* BEGIN RECORDS FOR THIS TASK *
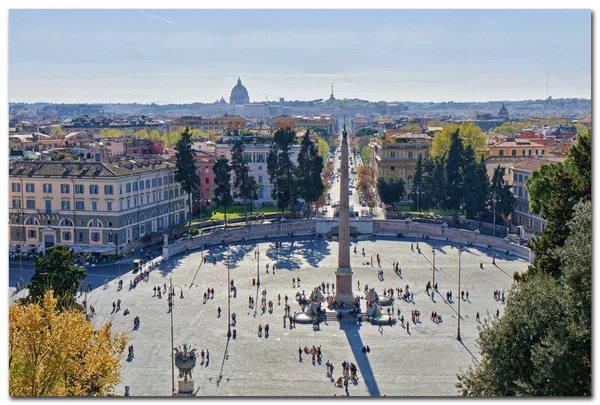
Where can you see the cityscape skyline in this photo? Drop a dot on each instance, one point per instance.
(128, 56)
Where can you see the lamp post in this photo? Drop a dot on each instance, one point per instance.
(228, 295)
(458, 292)
(494, 200)
(418, 192)
(20, 214)
(171, 303)
(433, 267)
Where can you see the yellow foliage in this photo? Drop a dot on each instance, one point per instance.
(54, 353)
(470, 135)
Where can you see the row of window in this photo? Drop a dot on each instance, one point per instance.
(93, 188)
(519, 177)
(65, 205)
(526, 152)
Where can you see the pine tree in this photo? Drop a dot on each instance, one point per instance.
(281, 170)
(222, 197)
(56, 272)
(454, 169)
(186, 173)
(310, 166)
(476, 186)
(440, 182)
(239, 166)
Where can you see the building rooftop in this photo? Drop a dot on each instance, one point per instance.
(78, 169)
(531, 165)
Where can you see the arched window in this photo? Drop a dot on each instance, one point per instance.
(95, 223)
(31, 221)
(66, 222)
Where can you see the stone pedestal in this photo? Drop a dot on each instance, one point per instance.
(343, 286)
(185, 387)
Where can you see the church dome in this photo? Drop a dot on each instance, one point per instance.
(239, 94)
(503, 111)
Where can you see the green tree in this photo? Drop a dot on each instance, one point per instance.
(365, 154)
(56, 272)
(222, 197)
(476, 186)
(569, 183)
(324, 148)
(440, 182)
(60, 353)
(281, 170)
(454, 169)
(505, 200)
(239, 164)
(310, 167)
(186, 173)
(542, 344)
(390, 189)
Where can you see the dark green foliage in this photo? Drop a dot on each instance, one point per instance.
(505, 199)
(281, 170)
(542, 344)
(569, 183)
(390, 189)
(310, 166)
(222, 196)
(56, 271)
(476, 184)
(454, 177)
(186, 173)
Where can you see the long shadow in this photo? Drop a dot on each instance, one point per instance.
(450, 305)
(351, 329)
(467, 349)
(223, 362)
(499, 268)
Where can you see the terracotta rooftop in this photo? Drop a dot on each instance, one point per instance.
(531, 165)
(88, 169)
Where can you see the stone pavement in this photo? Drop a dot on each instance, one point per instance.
(422, 363)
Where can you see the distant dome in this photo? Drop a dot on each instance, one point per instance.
(239, 94)
(503, 113)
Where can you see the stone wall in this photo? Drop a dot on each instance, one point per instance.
(409, 229)
(441, 232)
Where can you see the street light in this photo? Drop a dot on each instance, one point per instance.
(458, 292)
(20, 214)
(418, 192)
(228, 295)
(433, 267)
(171, 303)
(494, 200)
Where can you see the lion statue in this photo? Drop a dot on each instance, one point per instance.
(185, 360)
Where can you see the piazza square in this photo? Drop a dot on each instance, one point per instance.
(421, 362)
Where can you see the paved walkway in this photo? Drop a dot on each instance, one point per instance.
(424, 362)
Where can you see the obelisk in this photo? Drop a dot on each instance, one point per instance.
(343, 275)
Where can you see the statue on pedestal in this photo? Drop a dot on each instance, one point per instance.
(185, 360)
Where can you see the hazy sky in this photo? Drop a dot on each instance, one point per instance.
(184, 56)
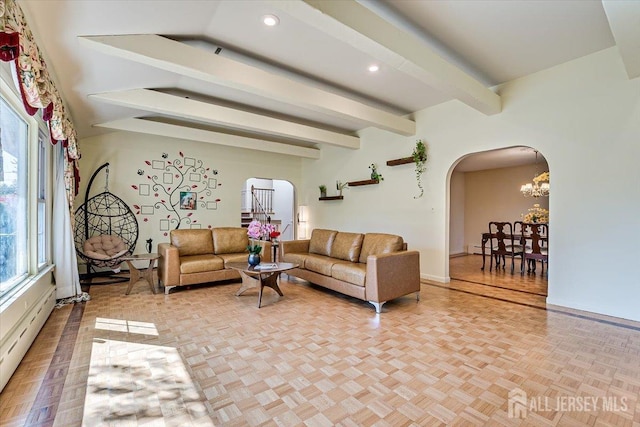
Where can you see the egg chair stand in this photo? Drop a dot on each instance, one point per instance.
(106, 232)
* END RECORDS FOR THIS TASK *
- _DIRECTIONS_:
Rewrite each line of the entries above as a Markdown table with two columns, Row for the row number and Line for the text, and skip any blank lines. Leave the pictures out of the table.

- _RESULT OF THE EXERCISE_:
| Row | Line |
|---|---|
| 1 | Where can you see the cityscape skyline in this photo? Drop a dot on each instance, one point per instance. |
| 2 | (128, 56) |
| 3 | Where can you see the lamp post in this photo? Drop a dot on each instance, one point per instance. |
| 4 | (228, 295) |
| 5 | (458, 292) |
| 6 | (494, 200) |
| 7 | (418, 192) |
| 8 | (20, 214) |
| 9 | (171, 303) |
| 10 | (433, 267) |
| 11 | Where can you see the yellow foliage in this photo? Drop a dot on each instance, one point per instance. |
| 12 | (54, 353) |
| 13 | (470, 135) |
| 14 | Where can you see the row of window in this photo? Drop a dot on each instance, one point per instance. |
| 15 | (93, 188) |
| 16 | (519, 177) |
| 17 | (65, 205) |
| 18 | (526, 152) |
| 19 | Where can you see the pine tree in this photo? Drop a dot on each instance, one point per instance. |
| 20 | (281, 170) |
| 21 | (222, 197) |
| 22 | (56, 272) |
| 23 | (454, 169) |
| 24 | (186, 173) |
| 25 | (310, 166) |
| 26 | (476, 186) |
| 27 | (440, 182) |
| 28 | (239, 166) |
| 29 | Where can you see the building rooftop in this photo? Drop a dot on each instance, one point per instance. |
| 30 | (78, 169) |
| 31 | (531, 165) |
| 32 | Where can you see the arched window in this photo? Drop a dot on each instance, one point per instance. |
| 33 | (95, 223) |
| 34 | (31, 221) |
| 35 | (66, 222) |
| 36 | Where can you see the stone pedestal in this photo? Drop a dot on each instance, one point per instance. |
| 37 | (343, 286) |
| 38 | (185, 387) |
| 39 | Where can you see the church dome in this photo? Drop a dot on each instance, one point per instance. |
| 40 | (239, 94) |
| 41 | (503, 111) |
| 42 | Where can you see the green tree in this photo? Drop a dot on each instance, one point per instance. |
| 43 | (365, 154) |
| 44 | (56, 272) |
| 45 | (222, 197) |
| 46 | (476, 186) |
| 47 | (569, 183) |
| 48 | (324, 148) |
| 49 | (440, 182) |
| 50 | (60, 353) |
| 51 | (281, 170) |
| 52 | (454, 169) |
| 53 | (505, 200) |
| 54 | (239, 164) |
| 55 | (310, 167) |
| 56 | (186, 173) |
| 57 | (542, 344) |
| 58 | (390, 189) |
| 59 | Where can you see the dark green foliage in this photo? Drop a dot on each instance, one point per instance. |
| 60 | (505, 199) |
| 61 | (281, 170) |
| 62 | (542, 344) |
| 63 | (569, 183) |
| 64 | (390, 189) |
| 65 | (310, 166) |
| 66 | (222, 196) |
| 67 | (56, 271) |
| 68 | (476, 184) |
| 69 | (454, 177) |
| 70 | (186, 173) |
| 71 | Where can you see the long shadow in this photo? Drop a dot on each instance, one point per instance. |
| 72 | (450, 305) |
| 73 | (351, 329) |
| 74 | (467, 349) |
| 75 | (223, 362) |
| 76 | (499, 268) |
| 77 | Where can you see the terracotta rooftop in this photo? Drop a dot on each instance, one point per instance. |
| 78 | (531, 165) |
| 79 | (88, 169) |
| 80 | Where can you see the stone pavement in this photo? Drop a dot on each instance, one point per instance. |
| 81 | (422, 363) |
| 82 | Where can you see the distant dome in this photo? Drop a dot on each instance, one point per instance. |
| 83 | (239, 94) |
| 84 | (503, 113) |
| 85 | Where can you see the stone wall in this photo? Drop a dot on each instance, one point per instance. |
| 86 | (409, 229) |
| 87 | (441, 232) |
| 88 | Where can you see the street light in this photo? Drop a dot on each instance, one point per instance. |
| 89 | (458, 292) |
| 90 | (20, 214) |
| 91 | (418, 192) |
| 92 | (228, 295) |
| 93 | (433, 267) |
| 94 | (171, 303) |
| 95 | (494, 200) |
| 96 | Where can you see the lion statue in this photo? Drop a dot on each instance, one point per instance. |
| 97 | (185, 360) |
| 98 | Where can you see the piazza square in this photo? Drop a dot on each instance, one point per instance. |
| 99 | (421, 362) |
| 100 | Where can you see the paved walkway in this photo? Drop a dot on each instance, one point per instance. |
| 101 | (424, 362) |
| 102 | Where can you see the obelisk in this photo? Drop a dot on each instance, one point per instance. |
| 103 | (343, 275) |
| 104 | Where can you see the statue on pedestal in this photo? Drop a dot on each instance, one point per instance. |
| 105 | (185, 360) |
| 106 | Where can you see the hazy sky in this photo? Drop a dot on each instance, one point per instance. |
| 107 | (184, 56) |
| 108 | Where can you see the egg chair stand in this photo? Drop a dot on each instance, one point per instance. |
| 109 | (106, 232) |